# Written instruction
Recast the entries as a Markdown table, beginning with the line that contains "Provide one marker per instance of the lamp" and continuing through the line that contains "x=319, y=385", with both of those lines included. Give one row per line under the columns Row and Line, number the rows, and leave out blank lines.

# Source data

^^^^^^^^

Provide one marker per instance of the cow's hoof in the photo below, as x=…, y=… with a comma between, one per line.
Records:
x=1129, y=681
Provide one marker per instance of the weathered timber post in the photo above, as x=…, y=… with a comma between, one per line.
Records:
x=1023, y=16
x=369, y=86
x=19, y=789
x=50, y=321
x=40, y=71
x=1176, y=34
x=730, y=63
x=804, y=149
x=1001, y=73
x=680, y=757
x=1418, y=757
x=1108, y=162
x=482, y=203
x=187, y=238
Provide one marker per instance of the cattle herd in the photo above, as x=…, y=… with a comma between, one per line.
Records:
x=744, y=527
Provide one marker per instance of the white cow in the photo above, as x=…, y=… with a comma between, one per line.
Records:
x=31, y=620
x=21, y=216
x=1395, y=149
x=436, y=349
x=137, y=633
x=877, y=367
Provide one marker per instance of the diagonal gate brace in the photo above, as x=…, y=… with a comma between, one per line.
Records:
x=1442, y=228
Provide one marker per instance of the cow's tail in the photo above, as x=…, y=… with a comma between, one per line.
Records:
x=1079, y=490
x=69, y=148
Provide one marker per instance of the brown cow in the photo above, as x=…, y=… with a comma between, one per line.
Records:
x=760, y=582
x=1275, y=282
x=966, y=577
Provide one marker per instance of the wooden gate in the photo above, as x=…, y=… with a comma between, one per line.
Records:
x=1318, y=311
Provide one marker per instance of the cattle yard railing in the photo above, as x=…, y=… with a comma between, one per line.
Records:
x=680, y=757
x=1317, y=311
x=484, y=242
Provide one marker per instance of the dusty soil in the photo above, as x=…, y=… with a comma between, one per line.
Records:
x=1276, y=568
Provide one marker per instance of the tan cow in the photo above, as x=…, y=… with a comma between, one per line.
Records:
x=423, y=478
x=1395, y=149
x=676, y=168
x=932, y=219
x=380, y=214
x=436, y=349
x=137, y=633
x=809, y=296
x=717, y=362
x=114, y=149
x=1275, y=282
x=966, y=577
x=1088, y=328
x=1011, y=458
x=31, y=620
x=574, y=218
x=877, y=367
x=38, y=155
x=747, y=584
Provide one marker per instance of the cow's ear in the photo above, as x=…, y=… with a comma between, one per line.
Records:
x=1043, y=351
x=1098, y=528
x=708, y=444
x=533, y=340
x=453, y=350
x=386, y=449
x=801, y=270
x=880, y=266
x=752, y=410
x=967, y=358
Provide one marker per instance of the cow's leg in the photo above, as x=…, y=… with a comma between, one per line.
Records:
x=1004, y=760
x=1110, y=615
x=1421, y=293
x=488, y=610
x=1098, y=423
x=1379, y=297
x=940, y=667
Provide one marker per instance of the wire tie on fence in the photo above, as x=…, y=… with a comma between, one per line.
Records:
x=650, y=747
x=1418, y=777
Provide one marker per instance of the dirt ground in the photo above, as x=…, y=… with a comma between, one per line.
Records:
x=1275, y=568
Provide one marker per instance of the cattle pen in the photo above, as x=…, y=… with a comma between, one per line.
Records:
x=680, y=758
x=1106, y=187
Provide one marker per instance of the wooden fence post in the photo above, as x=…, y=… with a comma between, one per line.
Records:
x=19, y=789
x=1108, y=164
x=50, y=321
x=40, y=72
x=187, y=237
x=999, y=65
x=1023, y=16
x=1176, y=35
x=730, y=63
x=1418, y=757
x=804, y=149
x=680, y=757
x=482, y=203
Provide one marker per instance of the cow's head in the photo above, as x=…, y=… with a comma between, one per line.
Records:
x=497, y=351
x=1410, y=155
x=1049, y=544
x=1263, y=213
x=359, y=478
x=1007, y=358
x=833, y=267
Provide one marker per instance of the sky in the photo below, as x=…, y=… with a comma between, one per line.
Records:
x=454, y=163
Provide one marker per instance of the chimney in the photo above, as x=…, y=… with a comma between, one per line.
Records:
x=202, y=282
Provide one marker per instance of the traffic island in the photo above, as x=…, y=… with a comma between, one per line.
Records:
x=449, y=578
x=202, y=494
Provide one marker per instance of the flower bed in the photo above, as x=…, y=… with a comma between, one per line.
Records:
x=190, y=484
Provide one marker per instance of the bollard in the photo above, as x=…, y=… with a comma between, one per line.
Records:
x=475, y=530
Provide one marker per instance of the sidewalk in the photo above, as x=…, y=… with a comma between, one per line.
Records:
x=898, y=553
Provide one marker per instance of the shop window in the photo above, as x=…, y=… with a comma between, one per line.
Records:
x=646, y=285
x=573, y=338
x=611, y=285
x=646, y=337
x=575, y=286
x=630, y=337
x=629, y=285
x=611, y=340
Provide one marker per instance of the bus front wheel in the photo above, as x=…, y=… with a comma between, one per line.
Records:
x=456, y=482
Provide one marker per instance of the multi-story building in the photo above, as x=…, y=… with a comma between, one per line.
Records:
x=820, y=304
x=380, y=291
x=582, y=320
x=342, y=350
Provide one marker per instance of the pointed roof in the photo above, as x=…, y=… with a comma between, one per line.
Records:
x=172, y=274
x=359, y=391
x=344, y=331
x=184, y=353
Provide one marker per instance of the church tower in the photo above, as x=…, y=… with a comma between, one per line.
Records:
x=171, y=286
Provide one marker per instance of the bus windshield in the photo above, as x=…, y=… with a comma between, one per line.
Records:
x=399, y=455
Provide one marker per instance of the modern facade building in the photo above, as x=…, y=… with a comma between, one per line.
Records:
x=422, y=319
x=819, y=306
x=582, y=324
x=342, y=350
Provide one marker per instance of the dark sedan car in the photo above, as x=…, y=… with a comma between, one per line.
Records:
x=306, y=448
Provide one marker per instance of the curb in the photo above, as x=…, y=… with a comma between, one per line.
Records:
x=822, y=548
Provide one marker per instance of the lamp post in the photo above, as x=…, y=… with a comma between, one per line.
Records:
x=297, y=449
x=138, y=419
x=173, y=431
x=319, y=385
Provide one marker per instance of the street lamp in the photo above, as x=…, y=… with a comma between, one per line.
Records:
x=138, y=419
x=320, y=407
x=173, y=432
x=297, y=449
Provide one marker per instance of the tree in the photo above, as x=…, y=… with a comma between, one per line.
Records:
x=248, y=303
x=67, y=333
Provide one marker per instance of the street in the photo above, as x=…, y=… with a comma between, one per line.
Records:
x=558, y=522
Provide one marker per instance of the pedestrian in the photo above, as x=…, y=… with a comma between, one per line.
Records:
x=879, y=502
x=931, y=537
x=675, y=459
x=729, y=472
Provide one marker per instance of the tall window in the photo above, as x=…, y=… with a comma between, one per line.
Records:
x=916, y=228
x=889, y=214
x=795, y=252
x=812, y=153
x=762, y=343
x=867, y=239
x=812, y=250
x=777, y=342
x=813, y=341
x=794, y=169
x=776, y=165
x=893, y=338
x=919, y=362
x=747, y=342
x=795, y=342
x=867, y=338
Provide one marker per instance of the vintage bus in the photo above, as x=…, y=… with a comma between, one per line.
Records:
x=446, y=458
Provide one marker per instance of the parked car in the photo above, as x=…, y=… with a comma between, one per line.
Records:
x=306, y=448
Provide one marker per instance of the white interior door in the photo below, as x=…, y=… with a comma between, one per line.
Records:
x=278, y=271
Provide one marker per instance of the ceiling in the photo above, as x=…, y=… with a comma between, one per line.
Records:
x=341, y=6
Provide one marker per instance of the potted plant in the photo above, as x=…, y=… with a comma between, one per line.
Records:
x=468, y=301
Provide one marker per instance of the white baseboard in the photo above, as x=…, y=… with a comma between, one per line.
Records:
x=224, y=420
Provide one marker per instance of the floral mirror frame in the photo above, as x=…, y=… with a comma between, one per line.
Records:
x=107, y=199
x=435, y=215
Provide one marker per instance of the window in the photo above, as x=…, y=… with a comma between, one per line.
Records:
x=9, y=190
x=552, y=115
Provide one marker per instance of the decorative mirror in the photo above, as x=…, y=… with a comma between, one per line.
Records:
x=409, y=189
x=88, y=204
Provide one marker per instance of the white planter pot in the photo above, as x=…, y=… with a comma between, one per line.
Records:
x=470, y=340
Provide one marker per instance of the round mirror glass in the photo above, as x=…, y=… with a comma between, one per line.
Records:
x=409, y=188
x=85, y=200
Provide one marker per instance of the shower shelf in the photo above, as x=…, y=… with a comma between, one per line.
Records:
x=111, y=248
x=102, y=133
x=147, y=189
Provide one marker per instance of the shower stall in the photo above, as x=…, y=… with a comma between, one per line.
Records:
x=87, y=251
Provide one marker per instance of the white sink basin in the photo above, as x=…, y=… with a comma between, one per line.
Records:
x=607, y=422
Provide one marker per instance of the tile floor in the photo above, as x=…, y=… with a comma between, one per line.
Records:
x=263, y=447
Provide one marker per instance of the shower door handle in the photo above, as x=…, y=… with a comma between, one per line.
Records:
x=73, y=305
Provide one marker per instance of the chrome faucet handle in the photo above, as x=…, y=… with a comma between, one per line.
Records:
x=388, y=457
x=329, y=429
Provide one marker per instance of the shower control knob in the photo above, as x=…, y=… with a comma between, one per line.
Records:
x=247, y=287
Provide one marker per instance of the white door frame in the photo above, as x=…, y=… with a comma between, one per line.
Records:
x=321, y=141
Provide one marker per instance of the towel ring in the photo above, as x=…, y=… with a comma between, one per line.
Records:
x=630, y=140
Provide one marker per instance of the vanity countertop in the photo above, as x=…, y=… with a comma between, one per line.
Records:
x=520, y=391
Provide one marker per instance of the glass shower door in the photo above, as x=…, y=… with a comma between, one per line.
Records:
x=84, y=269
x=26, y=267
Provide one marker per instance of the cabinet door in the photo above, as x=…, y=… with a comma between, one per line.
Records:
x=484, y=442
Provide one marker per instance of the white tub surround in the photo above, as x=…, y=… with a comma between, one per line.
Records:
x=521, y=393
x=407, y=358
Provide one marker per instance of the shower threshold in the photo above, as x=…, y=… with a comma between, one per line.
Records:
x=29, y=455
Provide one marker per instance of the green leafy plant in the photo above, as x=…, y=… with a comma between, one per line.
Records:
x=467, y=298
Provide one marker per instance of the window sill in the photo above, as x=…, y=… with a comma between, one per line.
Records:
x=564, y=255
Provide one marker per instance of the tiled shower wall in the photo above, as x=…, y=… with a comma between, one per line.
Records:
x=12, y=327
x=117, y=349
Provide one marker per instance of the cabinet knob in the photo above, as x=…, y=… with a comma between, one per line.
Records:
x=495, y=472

^^^^^^^^

# Task result
| Row | Line |
|---|---|
| 1 | Provide one marker per instance of the lamp post in the photo above, as x=…, y=… with a comma between, one per line. |
| 2 | Records: |
| 3 | x=297, y=449 |
| 4 | x=138, y=419 |
| 5 | x=173, y=431 |
| 6 | x=319, y=385 |